> [What is being asked]
Rewrite only the lines from the one containing "# point at: the gray" through the last line of the items, both included, keeping the "# point at" lines unchanged. Multiply every coordinate in the answers by 2.5 and round each to a whole number, with halves rounding up.

> [Data to process]
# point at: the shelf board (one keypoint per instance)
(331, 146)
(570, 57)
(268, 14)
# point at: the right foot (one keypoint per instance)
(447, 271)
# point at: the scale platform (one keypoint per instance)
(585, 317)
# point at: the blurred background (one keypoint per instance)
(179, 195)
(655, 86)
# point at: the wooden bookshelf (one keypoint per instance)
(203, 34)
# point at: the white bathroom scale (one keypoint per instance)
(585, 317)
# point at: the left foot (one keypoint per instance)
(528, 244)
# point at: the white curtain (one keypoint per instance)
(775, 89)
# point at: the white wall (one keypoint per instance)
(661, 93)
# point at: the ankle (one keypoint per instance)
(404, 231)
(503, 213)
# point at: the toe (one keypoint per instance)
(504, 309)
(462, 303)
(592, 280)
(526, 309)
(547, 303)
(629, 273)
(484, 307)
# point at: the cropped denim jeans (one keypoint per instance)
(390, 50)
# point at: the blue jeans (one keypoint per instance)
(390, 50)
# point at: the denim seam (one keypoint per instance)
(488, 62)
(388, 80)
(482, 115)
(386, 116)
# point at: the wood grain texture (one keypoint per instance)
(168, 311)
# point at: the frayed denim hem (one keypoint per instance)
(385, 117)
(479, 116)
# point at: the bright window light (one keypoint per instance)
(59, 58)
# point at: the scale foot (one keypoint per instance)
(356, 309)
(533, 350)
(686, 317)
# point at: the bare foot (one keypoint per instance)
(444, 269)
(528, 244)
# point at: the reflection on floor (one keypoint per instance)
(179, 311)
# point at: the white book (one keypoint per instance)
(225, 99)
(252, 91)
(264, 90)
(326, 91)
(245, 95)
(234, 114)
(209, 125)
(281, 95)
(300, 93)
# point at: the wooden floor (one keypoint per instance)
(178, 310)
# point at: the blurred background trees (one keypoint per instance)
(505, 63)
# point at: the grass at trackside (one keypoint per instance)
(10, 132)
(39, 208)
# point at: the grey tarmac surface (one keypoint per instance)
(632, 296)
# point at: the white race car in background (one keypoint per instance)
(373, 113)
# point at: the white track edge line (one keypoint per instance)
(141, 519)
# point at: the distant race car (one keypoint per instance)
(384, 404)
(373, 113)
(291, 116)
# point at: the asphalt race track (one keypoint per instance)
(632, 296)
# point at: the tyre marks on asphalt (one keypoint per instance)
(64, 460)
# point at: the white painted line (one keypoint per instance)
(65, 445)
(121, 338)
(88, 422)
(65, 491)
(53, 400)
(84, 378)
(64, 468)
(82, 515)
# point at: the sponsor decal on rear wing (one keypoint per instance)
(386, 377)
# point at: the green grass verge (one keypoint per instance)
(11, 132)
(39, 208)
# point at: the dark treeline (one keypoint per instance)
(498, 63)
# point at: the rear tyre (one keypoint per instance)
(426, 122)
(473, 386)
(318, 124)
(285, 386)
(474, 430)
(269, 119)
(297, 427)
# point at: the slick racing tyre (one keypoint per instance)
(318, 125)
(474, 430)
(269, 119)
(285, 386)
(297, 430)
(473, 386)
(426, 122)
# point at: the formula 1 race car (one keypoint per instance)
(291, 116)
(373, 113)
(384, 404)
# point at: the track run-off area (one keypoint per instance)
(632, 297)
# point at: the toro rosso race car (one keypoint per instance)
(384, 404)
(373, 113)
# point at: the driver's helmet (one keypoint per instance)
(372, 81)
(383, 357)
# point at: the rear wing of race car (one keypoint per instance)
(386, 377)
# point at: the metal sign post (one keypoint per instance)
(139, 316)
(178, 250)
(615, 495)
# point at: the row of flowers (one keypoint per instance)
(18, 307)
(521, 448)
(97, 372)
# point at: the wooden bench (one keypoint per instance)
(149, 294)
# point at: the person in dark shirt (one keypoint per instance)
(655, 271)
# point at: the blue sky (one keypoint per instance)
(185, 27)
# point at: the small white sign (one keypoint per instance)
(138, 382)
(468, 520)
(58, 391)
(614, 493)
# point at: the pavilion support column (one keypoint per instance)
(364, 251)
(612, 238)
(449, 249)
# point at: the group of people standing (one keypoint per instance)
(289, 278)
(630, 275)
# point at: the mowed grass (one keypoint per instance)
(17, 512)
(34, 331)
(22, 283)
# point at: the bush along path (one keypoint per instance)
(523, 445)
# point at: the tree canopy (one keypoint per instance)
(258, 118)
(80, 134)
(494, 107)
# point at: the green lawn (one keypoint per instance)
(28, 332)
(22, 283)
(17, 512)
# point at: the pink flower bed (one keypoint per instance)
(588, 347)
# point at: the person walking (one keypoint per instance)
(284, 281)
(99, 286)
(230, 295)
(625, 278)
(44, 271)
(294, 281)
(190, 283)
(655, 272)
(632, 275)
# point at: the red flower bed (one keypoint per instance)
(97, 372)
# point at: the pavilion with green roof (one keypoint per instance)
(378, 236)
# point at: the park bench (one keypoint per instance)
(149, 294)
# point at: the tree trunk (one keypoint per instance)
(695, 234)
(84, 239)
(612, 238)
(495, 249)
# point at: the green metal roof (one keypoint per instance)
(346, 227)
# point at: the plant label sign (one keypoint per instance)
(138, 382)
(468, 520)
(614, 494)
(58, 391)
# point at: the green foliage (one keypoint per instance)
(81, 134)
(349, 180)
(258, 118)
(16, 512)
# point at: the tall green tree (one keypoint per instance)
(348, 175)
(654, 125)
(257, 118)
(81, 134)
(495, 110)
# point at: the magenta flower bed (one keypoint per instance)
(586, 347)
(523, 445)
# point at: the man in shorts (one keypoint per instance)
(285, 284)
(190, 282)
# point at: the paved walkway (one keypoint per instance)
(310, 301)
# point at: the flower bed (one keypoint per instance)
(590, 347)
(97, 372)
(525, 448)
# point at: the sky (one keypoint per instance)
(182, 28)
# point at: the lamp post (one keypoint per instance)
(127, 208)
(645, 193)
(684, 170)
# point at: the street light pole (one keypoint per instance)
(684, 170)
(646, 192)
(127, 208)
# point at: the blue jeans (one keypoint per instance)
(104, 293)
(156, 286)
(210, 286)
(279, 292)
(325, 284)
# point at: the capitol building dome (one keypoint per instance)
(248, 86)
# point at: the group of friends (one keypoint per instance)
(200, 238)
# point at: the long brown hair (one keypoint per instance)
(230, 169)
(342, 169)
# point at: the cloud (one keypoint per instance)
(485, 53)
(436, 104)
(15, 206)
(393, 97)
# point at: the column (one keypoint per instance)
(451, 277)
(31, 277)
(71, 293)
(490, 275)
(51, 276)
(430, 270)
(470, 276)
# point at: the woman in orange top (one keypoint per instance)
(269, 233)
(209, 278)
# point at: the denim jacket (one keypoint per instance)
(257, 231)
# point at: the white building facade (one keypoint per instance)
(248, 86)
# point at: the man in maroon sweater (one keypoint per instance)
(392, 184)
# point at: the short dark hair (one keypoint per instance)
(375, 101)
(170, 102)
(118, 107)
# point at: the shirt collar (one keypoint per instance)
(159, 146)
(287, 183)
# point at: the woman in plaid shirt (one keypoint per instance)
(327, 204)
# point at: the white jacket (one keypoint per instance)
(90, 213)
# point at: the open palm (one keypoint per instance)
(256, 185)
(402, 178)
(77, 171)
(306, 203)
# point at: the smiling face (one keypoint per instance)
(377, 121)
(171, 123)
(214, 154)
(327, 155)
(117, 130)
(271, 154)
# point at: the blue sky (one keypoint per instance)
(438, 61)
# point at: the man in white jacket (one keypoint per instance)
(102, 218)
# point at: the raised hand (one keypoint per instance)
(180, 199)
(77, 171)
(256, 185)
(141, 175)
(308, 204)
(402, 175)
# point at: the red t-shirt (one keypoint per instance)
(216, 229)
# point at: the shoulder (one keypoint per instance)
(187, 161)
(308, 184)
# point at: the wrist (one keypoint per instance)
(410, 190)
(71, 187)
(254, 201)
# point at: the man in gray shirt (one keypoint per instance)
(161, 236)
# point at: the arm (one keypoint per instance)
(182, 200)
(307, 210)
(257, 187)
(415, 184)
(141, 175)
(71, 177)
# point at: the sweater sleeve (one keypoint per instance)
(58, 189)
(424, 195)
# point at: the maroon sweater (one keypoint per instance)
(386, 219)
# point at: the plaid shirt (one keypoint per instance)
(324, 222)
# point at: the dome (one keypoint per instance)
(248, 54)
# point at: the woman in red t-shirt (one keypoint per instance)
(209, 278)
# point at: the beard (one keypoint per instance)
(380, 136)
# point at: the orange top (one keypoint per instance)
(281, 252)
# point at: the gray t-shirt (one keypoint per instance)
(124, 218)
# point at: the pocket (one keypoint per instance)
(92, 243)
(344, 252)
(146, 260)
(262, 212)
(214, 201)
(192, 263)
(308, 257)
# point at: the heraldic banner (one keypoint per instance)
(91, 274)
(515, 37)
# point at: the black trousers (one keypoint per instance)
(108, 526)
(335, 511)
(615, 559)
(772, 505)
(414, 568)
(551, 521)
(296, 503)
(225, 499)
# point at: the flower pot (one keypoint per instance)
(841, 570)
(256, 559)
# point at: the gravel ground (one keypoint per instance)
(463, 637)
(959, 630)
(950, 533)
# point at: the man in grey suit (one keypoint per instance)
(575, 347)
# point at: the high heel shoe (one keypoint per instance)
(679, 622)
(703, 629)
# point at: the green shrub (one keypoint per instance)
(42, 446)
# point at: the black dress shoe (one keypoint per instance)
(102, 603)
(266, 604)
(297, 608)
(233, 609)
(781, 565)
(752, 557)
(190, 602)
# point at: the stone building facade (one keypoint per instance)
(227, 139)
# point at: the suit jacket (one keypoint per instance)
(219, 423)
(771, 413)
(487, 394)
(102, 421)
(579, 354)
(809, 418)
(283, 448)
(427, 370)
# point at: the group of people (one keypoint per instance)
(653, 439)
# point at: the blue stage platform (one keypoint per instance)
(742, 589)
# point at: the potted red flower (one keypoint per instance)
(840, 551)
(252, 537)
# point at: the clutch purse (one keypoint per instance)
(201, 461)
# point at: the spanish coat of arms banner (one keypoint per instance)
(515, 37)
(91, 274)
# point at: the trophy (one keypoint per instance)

> [Solution for this exercise]
# point at: the gray t-shirt (one keypoint per instance)
(310, 545)
# point at: the pocket (one keypoint per instance)
(230, 608)
(860, 630)
(365, 650)
(655, 530)
(535, 503)
(480, 658)
(770, 643)
# point at: the heraldic banner (one keypoint per instance)
(228, 685)
(1288, 93)
# point at: the black trousers (one keypoint per instance)
(270, 1315)
(838, 1278)
(1538, 1398)
(1930, 1263)
(1035, 1420)
(1378, 1303)
(740, 1258)
(563, 1248)
# point at: the flower pot (one keypoint per instance)
(2103, 1425)
(640, 1398)
# point at: the gravel ground (one keypoint per instance)
(1158, 1593)
(2398, 1575)
(2375, 1333)
# point at: the man in grey suit (one keypoint per instance)
(1438, 868)
# point at: the high heel shoe (one keypoint per instance)
(1698, 1555)
(1758, 1573)
# point at: the green shrub (one keypoint per instance)
(105, 1115)
# point at: the black dress shoe (one keypoint per instance)
(255, 1508)
(665, 1510)
(743, 1520)
(583, 1523)
(1953, 1413)
(1880, 1393)
(475, 1505)
# point at: the stone building facade (one keypoint per instance)
(568, 348)
# point at: the suit jacket (one keypoint per instance)
(548, 1058)
(1928, 1033)
(1218, 985)
(255, 1053)
(1448, 885)
(2023, 1045)
(708, 1120)
(1068, 925)
# point at: the group of people (one keypoint per instance)
(1633, 1098)
# point at: the blue stage platform (one keypoint per instance)
(1855, 1473)
# point at: the potted red flower (one keypoint per instance)
(2100, 1378)
(630, 1343)
# point at: the clutch purse (one keypoint per instance)
(503, 1153)
# point at: the spanish coat of arms banner (one keypoint per instance)
(1288, 93)
(228, 685)
# point at: the trophy (one keypoint per instance)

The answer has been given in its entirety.